▶ _WHAT IS BEING ASKED_:
Write out all of the lines below, exactly and completely.

** Begin DATA FOR PROCESSING **

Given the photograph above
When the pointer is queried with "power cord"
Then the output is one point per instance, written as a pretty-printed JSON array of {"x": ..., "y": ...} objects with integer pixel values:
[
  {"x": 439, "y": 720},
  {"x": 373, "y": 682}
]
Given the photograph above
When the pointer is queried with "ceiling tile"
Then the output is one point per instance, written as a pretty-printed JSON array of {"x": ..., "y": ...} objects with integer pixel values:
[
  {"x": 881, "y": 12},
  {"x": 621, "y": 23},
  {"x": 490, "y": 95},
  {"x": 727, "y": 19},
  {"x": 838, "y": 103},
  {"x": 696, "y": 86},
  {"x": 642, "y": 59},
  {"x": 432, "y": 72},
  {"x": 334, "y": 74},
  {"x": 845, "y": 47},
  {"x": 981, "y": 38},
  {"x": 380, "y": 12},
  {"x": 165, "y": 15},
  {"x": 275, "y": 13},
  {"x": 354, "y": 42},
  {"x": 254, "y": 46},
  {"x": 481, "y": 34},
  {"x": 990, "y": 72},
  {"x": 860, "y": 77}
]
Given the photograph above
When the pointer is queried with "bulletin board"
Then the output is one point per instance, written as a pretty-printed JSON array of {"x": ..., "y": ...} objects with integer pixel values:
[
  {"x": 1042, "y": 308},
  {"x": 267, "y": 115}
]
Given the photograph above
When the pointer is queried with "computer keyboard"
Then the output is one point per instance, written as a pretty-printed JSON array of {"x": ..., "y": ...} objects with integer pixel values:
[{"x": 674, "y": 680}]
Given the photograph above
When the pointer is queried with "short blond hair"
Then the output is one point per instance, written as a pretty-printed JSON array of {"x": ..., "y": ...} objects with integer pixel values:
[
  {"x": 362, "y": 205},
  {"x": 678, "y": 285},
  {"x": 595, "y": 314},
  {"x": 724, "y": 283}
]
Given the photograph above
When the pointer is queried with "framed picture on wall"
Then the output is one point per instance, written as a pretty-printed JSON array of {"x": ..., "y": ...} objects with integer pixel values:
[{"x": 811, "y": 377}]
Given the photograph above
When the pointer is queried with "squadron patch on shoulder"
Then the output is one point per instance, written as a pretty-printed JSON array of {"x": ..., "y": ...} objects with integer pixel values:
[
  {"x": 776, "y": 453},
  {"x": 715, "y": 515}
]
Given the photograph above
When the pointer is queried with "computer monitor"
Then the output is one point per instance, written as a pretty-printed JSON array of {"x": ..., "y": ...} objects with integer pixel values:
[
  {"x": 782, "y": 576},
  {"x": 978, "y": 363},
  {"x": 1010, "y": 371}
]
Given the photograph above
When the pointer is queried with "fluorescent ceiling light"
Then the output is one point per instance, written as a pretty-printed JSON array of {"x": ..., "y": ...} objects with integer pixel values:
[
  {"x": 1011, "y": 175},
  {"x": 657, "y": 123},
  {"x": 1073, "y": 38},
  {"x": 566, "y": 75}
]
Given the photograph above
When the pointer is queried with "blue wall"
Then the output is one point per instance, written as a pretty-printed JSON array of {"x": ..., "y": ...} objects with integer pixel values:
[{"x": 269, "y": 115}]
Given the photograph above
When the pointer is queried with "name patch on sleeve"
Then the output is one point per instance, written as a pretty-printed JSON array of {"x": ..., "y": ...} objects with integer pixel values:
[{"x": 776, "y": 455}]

** End DATA FOR PROCESSING **

▶ _RESULT OF THIS EXERCISE_:
Given the photograph above
When the pointer is queried with "power cord"
Then the output is one point per instance, written as a pretty-printed JSON array of {"x": ..., "y": ...} objects with integer pixel values:
[
  {"x": 439, "y": 720},
  {"x": 373, "y": 682}
]
Given the photograph above
When the pointer is queried with "ceiling tile"
Then the output is one point per instance, written as a pretty-printed JSON array of {"x": ..., "y": ...} objects with integer pixel values:
[
  {"x": 881, "y": 12},
  {"x": 621, "y": 23},
  {"x": 490, "y": 95},
  {"x": 727, "y": 19},
  {"x": 838, "y": 103},
  {"x": 696, "y": 86},
  {"x": 642, "y": 59},
  {"x": 432, "y": 72},
  {"x": 334, "y": 74},
  {"x": 845, "y": 47},
  {"x": 981, "y": 38},
  {"x": 380, "y": 12},
  {"x": 165, "y": 15},
  {"x": 275, "y": 13},
  {"x": 354, "y": 42},
  {"x": 254, "y": 46},
  {"x": 481, "y": 34},
  {"x": 990, "y": 72},
  {"x": 860, "y": 77}
]
Given the photograph above
When the pointer is queried with "bulletin board"
Then the output is one point per instance, written as a pretty-printed JSON array of {"x": ..., "y": ...} objects with integer pixel values:
[
  {"x": 1042, "y": 308},
  {"x": 267, "y": 115}
]
Given the photograph above
When the pointer is queried with "computer keyboard"
Then the output is one point per instance, written as a pretty-printed JSON array of {"x": ..., "y": ...} objects with integer pixel values:
[{"x": 674, "y": 680}]
Given the photograph above
When the pointer is queried with "short blond hair"
Then the output is one point per instance, written as a pretty-printed JSON array of {"x": ..., "y": ...} objects with integer pixel values:
[
  {"x": 362, "y": 205},
  {"x": 678, "y": 285},
  {"x": 595, "y": 314},
  {"x": 724, "y": 283}
]
Given the photograph above
When the pointer is queried with "framed picture on wall"
Then the output is one point per instance, written as a pretty-printed JSON array of {"x": ..., "y": ...} objects with integer pixel values:
[{"x": 811, "y": 377}]
Given the photograph above
When the pointer is queried with "squadron patch on shoulder"
Then the output is one point per instance, written as a pretty-printed JSON array of {"x": ..., "y": ...} objects with integer pixel values:
[
  {"x": 776, "y": 453},
  {"x": 715, "y": 515}
]
Given the photograph above
When the pointer is queried with "computer monitor"
Then the output is one point per instance, written as a pretty-printed JSON array of {"x": ..., "y": ...} objects with integer pixel values:
[
  {"x": 782, "y": 576},
  {"x": 978, "y": 363},
  {"x": 1010, "y": 371}
]
Given the photograph above
When the pointer is queried with "fluorescent ceiling light"
Then the output is one point per instance, written as a pretty-printed JSON array of {"x": ..., "y": ...} objects with integer pixel values:
[
  {"x": 1011, "y": 175},
  {"x": 657, "y": 123},
  {"x": 1073, "y": 38},
  {"x": 566, "y": 75}
]
Given the photograph above
When the pointer is queried with "blue wall"
Then the output is one point per instance, written as a pretty-printed JSON array of {"x": ..., "y": ...} objects with integer pixel values:
[{"x": 269, "y": 115}]
Given the photograph above
When the pointer is queried with "name patch on sleeve"
Then the output is one point per instance, written as a pretty-printed JSON array of {"x": ..., "y": ...} objects with integer pixel values:
[{"x": 776, "y": 455}]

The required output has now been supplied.